======== Excerpted text ========
Exam 1 Flashcards
What does $ in an input statement mean
categorical variable
what does “cards” mean
have to use this or datalines (datalines is used in the infile statement) when using list input to read internal raw data; tells sas to receive data values
what does dlm in the infile statement do
tells sas the delimiter for the data
what does NOOBS in proc print do
clears the observation # column in the output
infile statement
tells sas where it will be reading your data from
what does obs do in proc print ex- (obs=20)
tells sas to print the first 20 observations
proc print data=x (firstobs=11 obs=20)
prints 11th=20th observations
what does firstobs do in the infile statement
starts reading data from the second row of your datafile (use if the first row of the file is just variable names)
what does using var statement in proc print do
will only print your selected variables
what does varnum in proc contents do
puts the variables in creation order, rather than in the default alphabetical order; can make finding the variable easier
proc sgplot data=;
histogram salary /showbins binwidth=5000;
run;
creates a histogram with salary on the x-axis, markings at the mid point of each bin
bin width specifices the binwidth, sas will determine the number of bins unless you use the nbins options
proc sgplot data=
scatter x= y=
/group=gender
run
creates a scatter plot with x and y variables on their respective axes, group the data by the gender variable
vbar
similar to a histogram. options can be explored in 8.2
dsd
- ignores delimiters enclosed in quote marks
- treats 2 delimiters in a row as a missing value
- does not read quote marks as part of the data
- assumes the dlm is a comma
- prudent to use missover in case there is missing dat at the end of the dataline
missover
tells sas that if it runs out of data, don’t go to the next line, assign missing values to any remaining variables in that dataline
truncover
need this when reading in data in column or formatted input and some datalines are shorter than others
-tells sas to read data for the variable until the end of the dataline or the last column specified in the format or column range (whichever comes first)
differences between missover and truncover
both will assign missing values if the dataline ends before the variable’s field starts
-but when the dataline ends in the middle of a variable field, truncover will take as much as there is, whereas missover will assign a missing value to the variable
dlm=’09’x.
specifies that it is a tab delimited file
what does sum in proc print do
will print the sum of the variable specified
what does short in proc contents do
will only output the variable names
what does @ do in the input statement
- uses pointers to read in external raw data
- tells sas the beginning column of the variable
- all values of the variable must be aligned and space delimited to use the pointer
- the default length of the variable is still 8
column range input method
- tells sas the length of the variable
- good to use if the variable longer than 8 units in length
- can make the data take up less space for shorter variables
what kind of files can infile read
flat files (.txt, .csv, .dat)
how sas stores date values
stores dat as the number of days from Jan. 1, 1960
how sas stores time values
the number of seconds since midnight
how sas stores datetime values
the number of seconds between midnight on Jan 1, 1960 and the given date and time
$w. informat
reads in character data
w specifices the width
.d would specify decimal points (just use “.” with no d because it is a character variable)
========
• **Given request 1**: Report every line of the listing below that contains the word "yellow", treating uppercase and lowercase letters as different.
• **Given request 2**: Continue the SAS exam flashcards above, picking up after their last card.
======== Provided data ========
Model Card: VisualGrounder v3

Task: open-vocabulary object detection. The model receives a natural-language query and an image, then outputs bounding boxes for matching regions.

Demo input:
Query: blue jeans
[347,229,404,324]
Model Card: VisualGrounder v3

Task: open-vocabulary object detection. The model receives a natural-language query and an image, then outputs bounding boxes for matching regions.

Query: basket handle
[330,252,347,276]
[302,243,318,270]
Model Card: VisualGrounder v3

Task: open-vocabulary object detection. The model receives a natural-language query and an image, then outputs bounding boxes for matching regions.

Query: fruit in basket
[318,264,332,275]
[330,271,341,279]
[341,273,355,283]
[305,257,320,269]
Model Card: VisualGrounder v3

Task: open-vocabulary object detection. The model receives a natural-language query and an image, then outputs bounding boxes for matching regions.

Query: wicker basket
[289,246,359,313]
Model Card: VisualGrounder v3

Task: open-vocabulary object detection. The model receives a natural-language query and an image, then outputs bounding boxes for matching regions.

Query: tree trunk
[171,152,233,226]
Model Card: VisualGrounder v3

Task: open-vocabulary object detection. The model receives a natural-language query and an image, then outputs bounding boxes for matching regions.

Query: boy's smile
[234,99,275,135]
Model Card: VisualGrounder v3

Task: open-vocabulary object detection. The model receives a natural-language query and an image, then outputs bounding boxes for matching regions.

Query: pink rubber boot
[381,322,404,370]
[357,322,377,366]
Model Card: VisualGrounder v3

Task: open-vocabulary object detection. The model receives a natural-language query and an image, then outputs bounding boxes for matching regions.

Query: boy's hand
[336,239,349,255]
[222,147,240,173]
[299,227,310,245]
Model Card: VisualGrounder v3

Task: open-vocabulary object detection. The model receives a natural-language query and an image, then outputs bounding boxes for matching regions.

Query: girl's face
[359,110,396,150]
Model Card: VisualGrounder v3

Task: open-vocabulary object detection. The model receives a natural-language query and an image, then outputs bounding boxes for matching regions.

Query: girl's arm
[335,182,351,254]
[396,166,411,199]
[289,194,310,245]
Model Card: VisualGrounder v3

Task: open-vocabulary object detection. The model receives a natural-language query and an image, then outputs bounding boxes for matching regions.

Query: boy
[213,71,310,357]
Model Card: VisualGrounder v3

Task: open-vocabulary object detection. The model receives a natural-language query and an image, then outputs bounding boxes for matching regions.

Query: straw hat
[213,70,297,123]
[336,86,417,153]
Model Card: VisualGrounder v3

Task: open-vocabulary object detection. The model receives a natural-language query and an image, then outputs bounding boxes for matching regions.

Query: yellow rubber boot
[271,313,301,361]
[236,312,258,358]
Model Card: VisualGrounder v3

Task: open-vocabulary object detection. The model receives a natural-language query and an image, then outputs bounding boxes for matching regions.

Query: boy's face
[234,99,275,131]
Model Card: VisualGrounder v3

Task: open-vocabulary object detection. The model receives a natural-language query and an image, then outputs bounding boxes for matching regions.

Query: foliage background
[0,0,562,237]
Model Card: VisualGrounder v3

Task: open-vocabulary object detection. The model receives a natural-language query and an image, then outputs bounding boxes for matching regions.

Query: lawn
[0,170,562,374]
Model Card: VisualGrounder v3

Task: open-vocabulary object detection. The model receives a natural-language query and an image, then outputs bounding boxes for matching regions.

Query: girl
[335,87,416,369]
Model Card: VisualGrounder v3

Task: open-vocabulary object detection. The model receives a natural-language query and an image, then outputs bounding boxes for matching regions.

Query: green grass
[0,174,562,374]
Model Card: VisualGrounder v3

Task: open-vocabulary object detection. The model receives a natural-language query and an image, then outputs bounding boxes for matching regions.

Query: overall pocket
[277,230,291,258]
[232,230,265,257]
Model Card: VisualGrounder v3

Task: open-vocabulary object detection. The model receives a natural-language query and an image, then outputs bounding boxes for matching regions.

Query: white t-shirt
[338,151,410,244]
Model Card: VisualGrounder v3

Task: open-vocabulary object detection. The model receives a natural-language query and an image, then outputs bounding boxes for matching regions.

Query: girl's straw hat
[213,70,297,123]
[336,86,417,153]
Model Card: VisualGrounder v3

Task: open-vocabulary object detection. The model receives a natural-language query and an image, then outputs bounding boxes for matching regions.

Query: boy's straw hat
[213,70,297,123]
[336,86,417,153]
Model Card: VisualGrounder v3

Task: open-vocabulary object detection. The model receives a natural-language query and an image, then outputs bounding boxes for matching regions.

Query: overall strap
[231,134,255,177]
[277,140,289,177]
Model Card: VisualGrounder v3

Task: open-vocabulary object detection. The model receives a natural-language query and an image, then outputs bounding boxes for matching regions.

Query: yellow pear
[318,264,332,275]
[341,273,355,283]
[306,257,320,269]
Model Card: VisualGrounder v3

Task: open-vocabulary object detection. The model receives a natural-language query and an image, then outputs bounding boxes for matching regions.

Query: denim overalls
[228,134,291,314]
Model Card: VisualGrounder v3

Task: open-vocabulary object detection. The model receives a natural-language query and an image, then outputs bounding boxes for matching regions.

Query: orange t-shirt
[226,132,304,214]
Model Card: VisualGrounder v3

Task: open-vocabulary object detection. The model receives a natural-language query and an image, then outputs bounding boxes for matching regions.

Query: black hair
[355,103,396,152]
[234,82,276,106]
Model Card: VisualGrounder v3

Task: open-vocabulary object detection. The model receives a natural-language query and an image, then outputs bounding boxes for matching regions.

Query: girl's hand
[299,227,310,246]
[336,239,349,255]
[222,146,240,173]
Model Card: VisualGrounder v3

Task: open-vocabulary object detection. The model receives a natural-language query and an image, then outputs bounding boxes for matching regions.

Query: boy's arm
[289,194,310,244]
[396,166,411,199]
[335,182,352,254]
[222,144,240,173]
========
• **Task output 1**:
Query: yellow rubber boot
Query: yellow pear

• **Task output 2**:
w.d informat
reads in standard numeric data
w is the total width from first to last number after the decimal
d is the number of digits to read in after the decimal point
COMMAw.d informat
reads in numeric values and removes embedded commas, blanks, dollar signs, %, dashes, and right parentheses from the input data
- converts a left parenthesis to a minus sign (ex (500) input varname comma5. turns into -500)
- writes the number with comma separating every 3 digits
DOLLARw.d informat
- similar to commaw.d, will write numbers with a leading $
DATEw. informat
reads in data values in the form ddmmmyy or ddmmmyyy
ex 16mar99 use date7.
16mar1999 use date9.
DDMMYYw. informat
reads in date calues in the form ddmmyy or ddmmyyy
ex 160399 use DDMMYY6.
ex 16/03/99 use DDMMYY8.
ex 16031999 use ddmmyy8.
ex 16/03/1999 use ddmmyy10.
* if it were 03/30/1999 you would use mmddyy10.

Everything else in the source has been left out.